# [Given problem]
Print exactly the lines from the line with "Where can you see the gray bird" to the last line of the data, please, both included.

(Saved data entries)
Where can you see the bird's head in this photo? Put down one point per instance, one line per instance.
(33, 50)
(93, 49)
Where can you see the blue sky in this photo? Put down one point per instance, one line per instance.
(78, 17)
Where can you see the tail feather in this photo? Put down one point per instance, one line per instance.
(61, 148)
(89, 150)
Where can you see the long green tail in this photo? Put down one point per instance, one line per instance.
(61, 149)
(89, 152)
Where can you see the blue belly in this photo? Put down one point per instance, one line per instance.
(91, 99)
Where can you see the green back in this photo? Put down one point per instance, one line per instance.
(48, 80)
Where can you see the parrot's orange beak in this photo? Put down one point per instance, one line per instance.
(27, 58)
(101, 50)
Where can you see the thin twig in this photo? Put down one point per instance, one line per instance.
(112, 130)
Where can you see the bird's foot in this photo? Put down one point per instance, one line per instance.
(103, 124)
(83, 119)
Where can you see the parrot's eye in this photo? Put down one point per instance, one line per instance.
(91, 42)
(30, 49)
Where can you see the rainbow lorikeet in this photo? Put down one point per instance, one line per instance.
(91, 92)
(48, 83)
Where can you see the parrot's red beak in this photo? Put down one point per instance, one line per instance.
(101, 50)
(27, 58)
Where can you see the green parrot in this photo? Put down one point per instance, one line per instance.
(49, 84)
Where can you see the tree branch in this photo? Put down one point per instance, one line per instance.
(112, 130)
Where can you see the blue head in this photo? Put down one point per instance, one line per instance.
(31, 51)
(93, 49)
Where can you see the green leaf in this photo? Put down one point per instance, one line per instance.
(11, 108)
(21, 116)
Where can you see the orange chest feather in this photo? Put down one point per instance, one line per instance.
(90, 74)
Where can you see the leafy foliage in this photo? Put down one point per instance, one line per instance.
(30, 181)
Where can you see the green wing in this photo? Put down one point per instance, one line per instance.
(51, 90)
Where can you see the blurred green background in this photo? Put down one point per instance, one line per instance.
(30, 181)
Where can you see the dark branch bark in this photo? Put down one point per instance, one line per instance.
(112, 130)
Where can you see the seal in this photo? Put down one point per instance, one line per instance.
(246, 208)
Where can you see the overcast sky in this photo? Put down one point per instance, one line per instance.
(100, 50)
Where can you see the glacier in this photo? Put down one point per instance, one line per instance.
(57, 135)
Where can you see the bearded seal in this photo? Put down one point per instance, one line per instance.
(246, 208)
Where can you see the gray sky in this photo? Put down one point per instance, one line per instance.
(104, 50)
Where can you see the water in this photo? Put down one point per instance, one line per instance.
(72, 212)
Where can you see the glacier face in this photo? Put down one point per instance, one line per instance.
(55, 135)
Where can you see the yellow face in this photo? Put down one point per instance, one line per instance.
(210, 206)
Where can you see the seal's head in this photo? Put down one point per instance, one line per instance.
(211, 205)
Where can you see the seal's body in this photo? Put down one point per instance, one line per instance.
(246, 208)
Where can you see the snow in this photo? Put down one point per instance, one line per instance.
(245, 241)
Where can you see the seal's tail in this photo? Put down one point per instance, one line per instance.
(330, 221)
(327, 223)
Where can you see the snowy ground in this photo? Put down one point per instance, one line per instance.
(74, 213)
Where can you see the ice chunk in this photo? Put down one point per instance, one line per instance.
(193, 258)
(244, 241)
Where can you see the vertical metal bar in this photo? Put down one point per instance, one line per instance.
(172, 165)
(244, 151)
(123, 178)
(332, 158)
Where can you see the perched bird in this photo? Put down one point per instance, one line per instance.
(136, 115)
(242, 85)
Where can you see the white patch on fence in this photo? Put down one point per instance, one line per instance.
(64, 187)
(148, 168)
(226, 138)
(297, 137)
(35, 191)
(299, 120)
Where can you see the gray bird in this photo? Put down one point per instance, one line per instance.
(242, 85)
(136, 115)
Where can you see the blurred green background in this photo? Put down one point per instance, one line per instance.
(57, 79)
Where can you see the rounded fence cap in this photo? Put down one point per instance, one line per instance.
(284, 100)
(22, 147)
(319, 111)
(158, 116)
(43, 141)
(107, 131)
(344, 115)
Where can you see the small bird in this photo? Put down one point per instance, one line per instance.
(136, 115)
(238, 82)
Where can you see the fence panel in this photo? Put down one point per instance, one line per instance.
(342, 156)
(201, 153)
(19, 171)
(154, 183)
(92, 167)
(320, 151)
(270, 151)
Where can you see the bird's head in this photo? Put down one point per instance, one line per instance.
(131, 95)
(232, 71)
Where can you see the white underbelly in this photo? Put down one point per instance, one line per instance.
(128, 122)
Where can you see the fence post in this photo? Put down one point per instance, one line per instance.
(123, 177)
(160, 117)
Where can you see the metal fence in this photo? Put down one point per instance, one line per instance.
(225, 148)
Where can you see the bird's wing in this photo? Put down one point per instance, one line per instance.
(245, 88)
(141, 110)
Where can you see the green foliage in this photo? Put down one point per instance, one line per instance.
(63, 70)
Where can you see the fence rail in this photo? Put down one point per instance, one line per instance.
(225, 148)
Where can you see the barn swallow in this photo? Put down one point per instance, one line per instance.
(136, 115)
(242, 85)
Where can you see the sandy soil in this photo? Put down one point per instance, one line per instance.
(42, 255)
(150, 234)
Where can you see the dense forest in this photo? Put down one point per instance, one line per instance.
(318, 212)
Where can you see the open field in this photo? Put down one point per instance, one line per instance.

# [Exercise answer]
Where can you see the gray bird in this photo? Put down one point per instance, one line per instance.
(242, 85)
(136, 115)
Where can you see the blurred green background in this photo? Put down one point per instance, one line per instance.
(57, 79)
Where can you see the rounded fence cap in this photo? Put down one point per instance, one line per instance.
(284, 100)
(22, 147)
(319, 111)
(158, 116)
(43, 141)
(107, 131)
(344, 115)
Where can you see the small bird in this photo? Put down one point per instance, one line per instance.
(136, 115)
(238, 82)
Where can you see the fence panel in this photo? Put down one point per instance, one line per instance.
(342, 156)
(201, 153)
(19, 171)
(154, 183)
(92, 167)
(320, 151)
(270, 151)
Where can you see the bird's head in this photo? Put down one point per instance, one line per instance.
(131, 95)
(232, 71)
Where can you see the white underbelly in this photo? Put down one point per instance, one line per instance.
(128, 122)
Where can you see the fence post in this photo? Put down one point per instance, one line per instance.
(123, 177)
(160, 117)
Where can you see the metal fence in this photo? Put down one point per instance, one line per instance.
(225, 148)
Where can you see the bird's wing in this photo? Put down one point per instance, one line per instance.
(245, 88)
(141, 110)
Where can you see the green foliage in this photo? Put down one point per instance, one line per instance.
(63, 70)
Where can you see the fence rail in this photo? Put down one point per instance, one line per instance.
(225, 148)
Where can you see the barn swallow in this photo? Put down one point per instance, one line per instance.
(136, 115)
(242, 85)
Where can you see the sandy soil in this photo? Put down one point per instance, one line per instance.
(42, 255)
(150, 234)
Where can you see the dense forest in this photo? Put down one point per instance, one line per instance.
(318, 212)
Where can you see the open field in this photo? Put down one point per instance, one line per instance.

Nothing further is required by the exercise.